* START *

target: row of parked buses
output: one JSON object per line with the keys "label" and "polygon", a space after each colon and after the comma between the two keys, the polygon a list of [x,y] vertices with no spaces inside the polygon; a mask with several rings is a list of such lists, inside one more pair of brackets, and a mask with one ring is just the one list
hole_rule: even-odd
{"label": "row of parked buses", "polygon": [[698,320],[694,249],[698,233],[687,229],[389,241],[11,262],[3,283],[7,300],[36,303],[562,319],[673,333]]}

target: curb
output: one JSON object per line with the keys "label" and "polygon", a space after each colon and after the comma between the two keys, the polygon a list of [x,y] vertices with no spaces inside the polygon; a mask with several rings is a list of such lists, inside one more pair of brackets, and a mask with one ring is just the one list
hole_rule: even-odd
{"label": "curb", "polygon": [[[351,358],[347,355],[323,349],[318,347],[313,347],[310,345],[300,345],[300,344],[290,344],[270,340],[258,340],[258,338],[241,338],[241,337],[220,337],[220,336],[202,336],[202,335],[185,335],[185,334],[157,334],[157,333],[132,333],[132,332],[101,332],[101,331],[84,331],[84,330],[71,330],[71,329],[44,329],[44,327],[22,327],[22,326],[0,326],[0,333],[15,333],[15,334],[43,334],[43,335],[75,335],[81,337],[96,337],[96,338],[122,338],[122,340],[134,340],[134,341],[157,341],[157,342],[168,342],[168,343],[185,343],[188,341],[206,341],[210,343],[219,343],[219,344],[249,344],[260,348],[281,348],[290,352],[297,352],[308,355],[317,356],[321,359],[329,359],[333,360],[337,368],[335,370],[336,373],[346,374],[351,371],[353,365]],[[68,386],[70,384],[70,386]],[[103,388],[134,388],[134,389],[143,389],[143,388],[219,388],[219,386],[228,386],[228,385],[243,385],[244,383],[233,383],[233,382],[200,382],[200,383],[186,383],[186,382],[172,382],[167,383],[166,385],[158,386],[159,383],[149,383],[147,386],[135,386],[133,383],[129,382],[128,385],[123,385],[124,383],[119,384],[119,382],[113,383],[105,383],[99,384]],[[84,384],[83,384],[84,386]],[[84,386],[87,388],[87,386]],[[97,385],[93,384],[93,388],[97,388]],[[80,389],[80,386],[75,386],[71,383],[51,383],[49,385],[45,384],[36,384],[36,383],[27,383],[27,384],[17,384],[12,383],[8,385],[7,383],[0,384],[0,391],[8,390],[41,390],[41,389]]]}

* END *

## Required task
Print, verbatim, the stretch from the line containing "target: curb" through the end of the entries, both ends included.

## Task result
target: curb
output: one JSON object per line with the keys "label" and "polygon", a space after each colon and after the comma between the two keys, the polygon a list of [x,y] vertices with no spaces inside the polygon; a mask with several rings is a list of such lists, inside one more pair of brackets, and a mask with one ring is just the one list
hole_rule: even-odd
{"label": "curb", "polygon": [[[351,358],[347,355],[323,349],[318,347],[313,347],[310,345],[300,345],[300,344],[290,344],[270,340],[258,340],[258,338],[241,338],[241,337],[220,337],[220,336],[202,336],[202,335],[185,335],[185,334],[157,334],[157,333],[132,333],[132,332],[101,332],[101,331],[84,331],[84,330],[71,330],[71,329],[44,329],[44,327],[22,327],[22,326],[0,326],[0,333],[15,333],[15,334],[43,334],[43,335],[75,335],[81,337],[96,337],[96,338],[122,338],[122,340],[134,340],[134,341],[157,341],[157,342],[168,342],[168,343],[185,343],[188,341],[206,341],[210,343],[219,343],[219,344],[249,344],[260,348],[281,348],[290,352],[297,352],[308,355],[317,356],[321,359],[329,359],[333,360],[337,368],[335,370],[336,373],[346,374],[351,371],[353,365]],[[68,386],[70,384],[70,386]],[[103,388],[134,388],[134,389],[143,389],[143,388],[219,388],[219,386],[228,386],[228,385],[243,385],[244,383],[233,383],[233,382],[200,382],[200,383],[186,383],[186,382],[172,382],[167,383],[166,385],[158,386],[159,383],[149,383],[147,386],[135,386],[133,383],[129,382],[128,385],[123,385],[124,383],[119,384],[119,382],[113,383],[105,383],[99,384]],[[84,384],[83,384],[84,386]],[[84,386],[87,388],[87,386]],[[97,385],[93,384],[93,388],[97,388]],[[80,389],[80,386],[75,386],[71,383],[51,383],[49,385],[45,384],[36,384],[36,383],[27,383],[27,384],[17,384],[12,383],[8,385],[7,383],[0,384],[0,391],[8,390],[41,390],[41,389]]]}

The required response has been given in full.